* Available records:
***
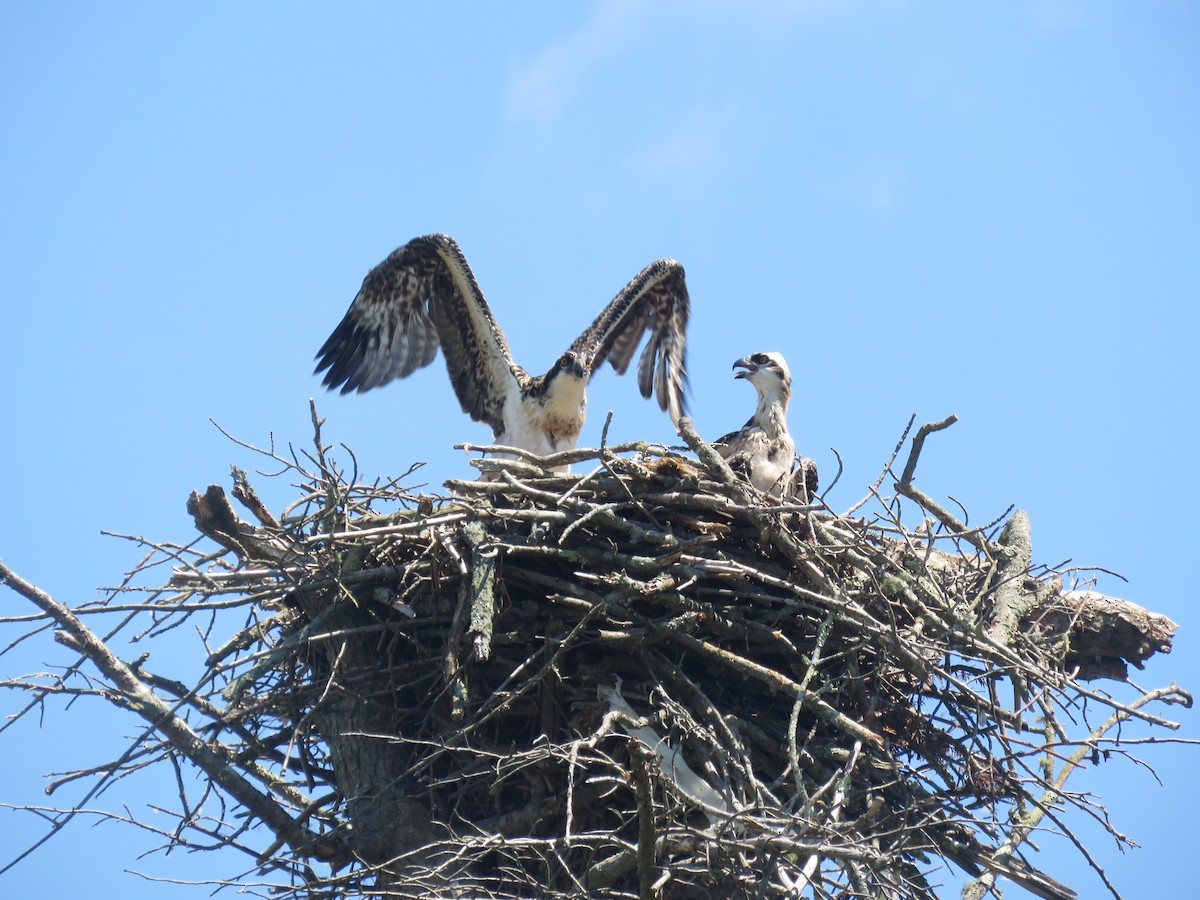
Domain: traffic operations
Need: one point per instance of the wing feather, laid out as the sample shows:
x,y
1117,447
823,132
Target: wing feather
x,y
421,297
655,301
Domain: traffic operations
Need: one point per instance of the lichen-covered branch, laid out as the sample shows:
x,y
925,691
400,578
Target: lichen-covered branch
x,y
646,679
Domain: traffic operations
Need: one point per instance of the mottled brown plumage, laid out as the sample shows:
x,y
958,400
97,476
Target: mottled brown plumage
x,y
763,450
425,295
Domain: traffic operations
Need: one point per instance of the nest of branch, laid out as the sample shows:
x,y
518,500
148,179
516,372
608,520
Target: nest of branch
x,y
641,679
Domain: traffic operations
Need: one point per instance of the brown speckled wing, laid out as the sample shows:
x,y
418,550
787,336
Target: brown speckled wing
x,y
421,297
654,304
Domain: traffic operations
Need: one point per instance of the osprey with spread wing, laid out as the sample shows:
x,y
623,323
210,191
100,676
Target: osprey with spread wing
x,y
424,297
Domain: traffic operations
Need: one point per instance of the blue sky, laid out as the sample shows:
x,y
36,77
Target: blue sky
x,y
989,209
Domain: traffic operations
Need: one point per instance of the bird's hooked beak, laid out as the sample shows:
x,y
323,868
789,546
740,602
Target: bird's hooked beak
x,y
750,367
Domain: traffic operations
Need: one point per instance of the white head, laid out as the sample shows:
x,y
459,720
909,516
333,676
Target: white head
x,y
768,373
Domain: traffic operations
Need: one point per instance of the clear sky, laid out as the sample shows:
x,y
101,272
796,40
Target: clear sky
x,y
989,209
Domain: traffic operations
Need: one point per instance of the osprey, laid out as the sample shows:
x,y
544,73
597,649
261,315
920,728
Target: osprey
x,y
424,295
763,450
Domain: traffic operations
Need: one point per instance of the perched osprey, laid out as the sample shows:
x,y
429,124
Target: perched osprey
x,y
424,295
763,450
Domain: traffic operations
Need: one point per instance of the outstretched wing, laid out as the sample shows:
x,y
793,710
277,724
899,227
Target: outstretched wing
x,y
655,303
420,297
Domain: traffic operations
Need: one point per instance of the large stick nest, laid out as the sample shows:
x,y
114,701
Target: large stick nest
x,y
646,679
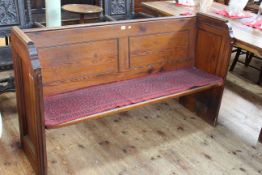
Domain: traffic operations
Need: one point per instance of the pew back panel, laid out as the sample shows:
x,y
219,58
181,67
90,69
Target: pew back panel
x,y
84,56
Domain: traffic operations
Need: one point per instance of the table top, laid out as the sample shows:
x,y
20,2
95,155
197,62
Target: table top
x,y
82,8
246,37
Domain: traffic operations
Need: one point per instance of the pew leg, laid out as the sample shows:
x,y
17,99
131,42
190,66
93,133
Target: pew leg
x,y
33,143
31,121
205,104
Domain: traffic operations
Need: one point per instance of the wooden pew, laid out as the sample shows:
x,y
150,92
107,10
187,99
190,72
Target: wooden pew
x,y
76,73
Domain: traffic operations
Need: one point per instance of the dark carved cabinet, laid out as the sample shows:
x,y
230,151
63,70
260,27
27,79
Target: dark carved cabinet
x,y
121,10
118,8
12,13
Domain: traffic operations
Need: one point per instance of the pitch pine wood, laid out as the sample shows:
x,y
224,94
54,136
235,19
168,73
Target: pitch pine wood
x,y
35,55
246,37
164,138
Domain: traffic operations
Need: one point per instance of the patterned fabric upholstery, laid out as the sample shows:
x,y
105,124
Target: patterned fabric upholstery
x,y
96,99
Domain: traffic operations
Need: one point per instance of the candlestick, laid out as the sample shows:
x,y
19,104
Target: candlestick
x,y
53,13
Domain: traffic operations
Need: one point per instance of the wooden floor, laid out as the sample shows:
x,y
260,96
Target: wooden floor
x,y
162,139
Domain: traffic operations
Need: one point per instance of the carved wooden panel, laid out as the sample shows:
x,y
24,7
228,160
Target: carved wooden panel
***
* Set exercise:
Reproduce each line exactly as it appears, omitting the pictures.

* Task answer:
Domain: traffic operations
Need: one point per instance of the wing feather, laid out as the sample shows:
x,y
1117,447
823,132
Target: wing feather
x,y
421,297
655,301
Domain: traffic operations
Need: one point per instance of the lichen-covered branch, laid out as the sample shows:
x,y
925,691
400,578
Target: lichen-covered branch
x,y
646,679
Domain: traffic operations
Need: one point per instance of the mottled brown plumage, laid out as the sample shows:
x,y
958,400
97,476
Target: mottled brown plumage
x,y
763,450
425,295
Domain: traffic operations
Need: one point per instance of the nest of branch, laid out as the sample shows:
x,y
518,500
148,179
516,372
608,520
Target: nest of branch
x,y
641,679
Domain: traffic operations
Need: one point per instance of the brown speckled wing, laid out as the sample shows:
x,y
418,550
787,336
Target: brown speckled wing
x,y
421,297
654,304
Domain: traffic operations
Need: one point per instance of the osprey with spread wing, laid out as the sample shows:
x,y
623,323
210,191
100,676
Target: osprey with spread wing
x,y
424,297
Domain: traffic operations
Need: one point per instance of the blue sky, laid out as the sample shows:
x,y
36,77
Target: blue sky
x,y
989,209
Domain: traffic operations
Need: one point per instance of the bird's hooked beak, laid out as the sample shows:
x,y
323,868
789,546
740,602
Target: bird's hooked beak
x,y
750,367
Domain: traffic operations
Need: one point per instance of the white head, laid out as the sample shows:
x,y
459,720
909,516
333,676
Target: white head
x,y
768,373
Domain: traffic operations
Need: one point per instance of the clear sky, laid out as the sample shows:
x,y
101,272
796,40
Target: clear sky
x,y
989,209
Domain: traffic operations
Need: one point per instance of the osprey, laid out as the sample shows:
x,y
544,73
597,649
261,315
920,728
Target: osprey
x,y
424,295
763,450
Domain: traffic operations
Need: one point per instance of the perched osprey, laid out as the sample shows:
x,y
429,124
Target: perched osprey
x,y
424,295
763,450
Domain: traffic operations
Need: one point per instance of the outstretched wing, laid out as the sample shows:
x,y
793,710
277,724
899,227
Target: outstretched wing
x,y
655,303
420,297
Domain: traffic operations
Need: one point per instance of the large stick nest, laid out as the sample shows:
x,y
114,701
Target: large stick nest
x,y
646,679
Domain: traffic operations
Need: one point per instance of the pew back panel, laid out as the sample shows:
x,y
219,58
181,67
90,69
Target: pew back panel
x,y
84,56
Domain: traffic operations
Need: one point per instance of the table top, laid out as the sample shows:
x,y
20,2
95,155
197,62
Target: table top
x,y
82,8
246,37
Domain: traffic operations
Need: one point per instance of the pew leg, laid out as the sample shows:
x,y
17,99
131,42
190,66
93,133
Target: pew leg
x,y
33,143
31,121
205,104
Domain: traffic operations
Need: one point per instance of the wooden pew, laid out as the sample shows:
x,y
150,92
107,10
187,99
190,72
Target: wooden pew
x,y
76,73
Domain: traffic operations
Need: one point per instance of the dark carved cabinet, laid out as the sample shows:
x,y
230,151
63,70
260,27
27,79
Target: dark carved cabinet
x,y
121,10
118,8
12,13
Domain: traffic operations
Need: one point per instance of the pitch pine wood, laid out as the sample shows:
x,y
224,94
54,136
235,19
168,73
Target: pitch pine wood
x,y
35,55
246,37
164,138
Domain: traffic operations
Need: one point per instance of the patterned fabric upholstery, laid out as the sample shows:
x,y
105,124
Target: patterned fabric upholstery
x,y
96,99
Domain: traffic operations
Need: one point per instance of the candlestick, laid out as the sample shows:
x,y
19,104
Target: candlestick
x,y
53,13
Domain: traffic operations
Need: one point per instance of the wooden floor, laid out as the sample shows:
x,y
260,96
Target: wooden floor
x,y
162,139
Domain: traffic operations
Need: one point per instance of the carved wooden panel, laid out as the sample shows:
x,y
24,7
228,160
Target: carved wooden panel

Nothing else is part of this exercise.